--- Data Enclosed Below ---

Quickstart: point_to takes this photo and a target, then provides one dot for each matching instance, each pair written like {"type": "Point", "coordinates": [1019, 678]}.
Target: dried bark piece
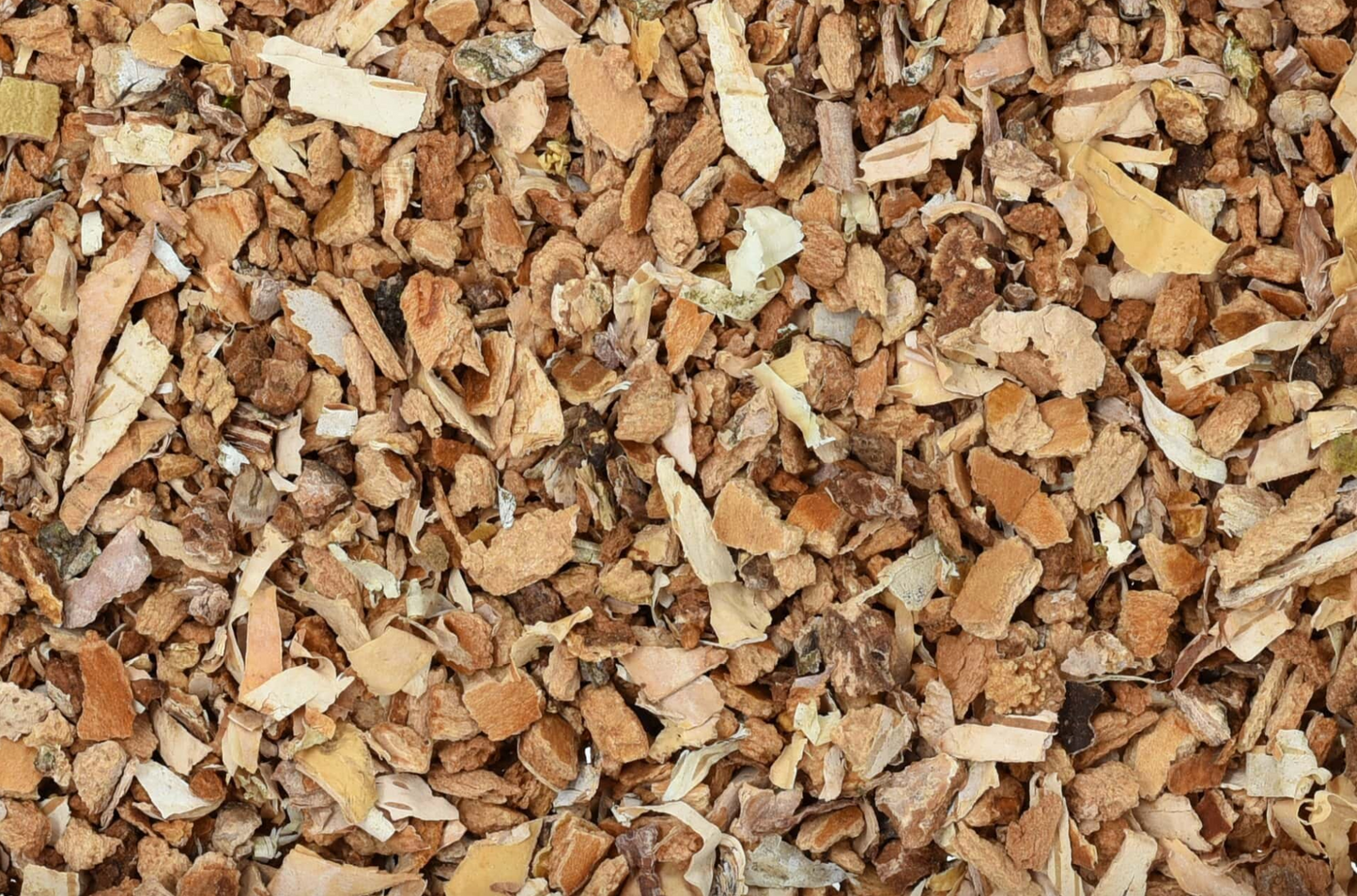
{"type": "Point", "coordinates": [1107, 467]}
{"type": "Point", "coordinates": [1012, 421]}
{"type": "Point", "coordinates": [871, 737]}
{"type": "Point", "coordinates": [699, 148]}
{"type": "Point", "coordinates": [121, 567]}
{"type": "Point", "coordinates": [918, 797]}
{"type": "Point", "coordinates": [1280, 533]}
{"type": "Point", "coordinates": [454, 19]}
{"type": "Point", "coordinates": [607, 98]}
{"type": "Point", "coordinates": [319, 326]}
{"type": "Point", "coordinates": [613, 727]}
{"type": "Point", "coordinates": [109, 706]}
{"type": "Point", "coordinates": [994, 864]}
{"type": "Point", "coordinates": [1031, 838]}
{"type": "Point", "coordinates": [1000, 579]}
{"type": "Point", "coordinates": [857, 641]}
{"type": "Point", "coordinates": [439, 325]}
{"type": "Point", "coordinates": [1176, 569]}
{"type": "Point", "coordinates": [391, 660]}
{"type": "Point", "coordinates": [1144, 621]}
{"type": "Point", "coordinates": [539, 543]}
{"type": "Point", "coordinates": [1226, 425]}
{"type": "Point", "coordinates": [23, 560]}
{"type": "Point", "coordinates": [30, 109]}
{"type": "Point", "coordinates": [501, 238]}
{"type": "Point", "coordinates": [1071, 433]}
{"type": "Point", "coordinates": [577, 846]}
{"type": "Point", "coordinates": [350, 213]}
{"type": "Point", "coordinates": [747, 520]}
{"type": "Point", "coordinates": [549, 749]}
{"type": "Point", "coordinates": [322, 85]}
{"type": "Point", "coordinates": [746, 119]}
{"type": "Point", "coordinates": [502, 703]}
{"type": "Point", "coordinates": [671, 227]}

--- End of Enclosed Data ---

Write out the whole listing above exactly; do not include the pictures.

> _Reply_:
Quickstart: point_to takes this photo and a target, then provides one dot for each matching instance, each pair written like {"type": "Point", "coordinates": [1019, 678]}.
Target: dried bark piece
{"type": "Point", "coordinates": [1107, 467]}
{"type": "Point", "coordinates": [1012, 421]}
{"type": "Point", "coordinates": [871, 737]}
{"type": "Point", "coordinates": [699, 148]}
{"type": "Point", "coordinates": [121, 567]}
{"type": "Point", "coordinates": [918, 797]}
{"type": "Point", "coordinates": [1280, 533]}
{"type": "Point", "coordinates": [454, 19]}
{"type": "Point", "coordinates": [607, 98]}
{"type": "Point", "coordinates": [319, 326]}
{"type": "Point", "coordinates": [613, 727]}
{"type": "Point", "coordinates": [109, 706]}
{"type": "Point", "coordinates": [994, 864]}
{"type": "Point", "coordinates": [1031, 838]}
{"type": "Point", "coordinates": [1000, 579]}
{"type": "Point", "coordinates": [857, 641]}
{"type": "Point", "coordinates": [439, 325]}
{"type": "Point", "coordinates": [1176, 569]}
{"type": "Point", "coordinates": [391, 660]}
{"type": "Point", "coordinates": [1144, 621]}
{"type": "Point", "coordinates": [539, 543]}
{"type": "Point", "coordinates": [1226, 425]}
{"type": "Point", "coordinates": [23, 560]}
{"type": "Point", "coordinates": [30, 109]}
{"type": "Point", "coordinates": [501, 238]}
{"type": "Point", "coordinates": [1071, 433]}
{"type": "Point", "coordinates": [577, 846]}
{"type": "Point", "coordinates": [350, 213]}
{"type": "Point", "coordinates": [747, 520]}
{"type": "Point", "coordinates": [549, 749]}
{"type": "Point", "coordinates": [322, 85]}
{"type": "Point", "coordinates": [746, 119]}
{"type": "Point", "coordinates": [502, 703]}
{"type": "Point", "coordinates": [671, 227]}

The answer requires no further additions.